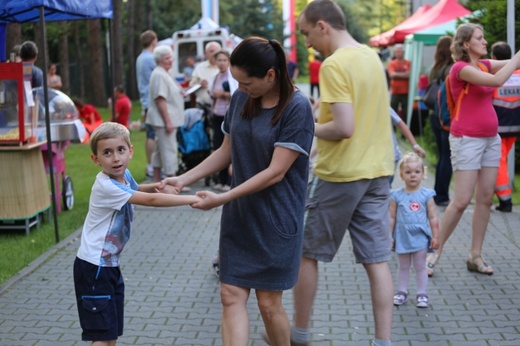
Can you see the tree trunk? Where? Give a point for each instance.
(117, 39)
(80, 72)
(131, 82)
(96, 85)
(64, 57)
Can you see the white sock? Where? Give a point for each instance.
(300, 335)
(380, 342)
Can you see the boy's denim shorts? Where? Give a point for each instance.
(100, 300)
(361, 207)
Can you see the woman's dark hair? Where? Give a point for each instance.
(443, 53)
(256, 56)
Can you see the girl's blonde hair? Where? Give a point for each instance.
(463, 35)
(409, 158)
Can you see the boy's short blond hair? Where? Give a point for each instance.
(108, 130)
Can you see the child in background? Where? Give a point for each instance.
(98, 280)
(411, 209)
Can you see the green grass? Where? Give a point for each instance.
(18, 250)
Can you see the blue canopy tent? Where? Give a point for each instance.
(40, 11)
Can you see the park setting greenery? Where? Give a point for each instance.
(81, 46)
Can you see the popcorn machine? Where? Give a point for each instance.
(24, 191)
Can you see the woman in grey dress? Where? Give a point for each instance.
(268, 135)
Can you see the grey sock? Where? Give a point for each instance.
(300, 335)
(380, 342)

····················

- Given request: Take the records above and transcribe them exactly, dropping every picture.

- Output for this exercise:
Can you see the tree trunk? Where? Give a point for each instance.
(117, 39)
(80, 72)
(131, 82)
(96, 85)
(64, 57)
Can you see the white sock? Where? Give a point for each instance.
(300, 335)
(380, 342)
Can you see the boy's denim shorts? Where? Give a point for each instance.
(100, 300)
(361, 207)
Can you see the woman's dark hair? Where? Give a point for each instance.
(443, 53)
(256, 56)
Can you see the girl's blonde hair? Where? Give a point for each instance.
(463, 35)
(409, 158)
Can you see the boy's short blond hair? Where? Give a point for each instance.
(108, 130)
Can you see the child in background? Where? Give a point for each instance.
(98, 280)
(411, 209)
Can you see the green grass? Where? Give a point for each instance.
(18, 250)
Can you see the blue canopy tent? Where? Give a point for each instance.
(40, 11)
Can you see the park setting greenery? Where? Give a point for each instance.
(81, 46)
Can you see the popcorn machine? Where? Give a point for each instance.
(24, 191)
Can you see the woman in grey dress? Where? Give a point for each instance.
(268, 135)
Can you see the grey sock? Where? Give a point for each instance.
(300, 335)
(380, 342)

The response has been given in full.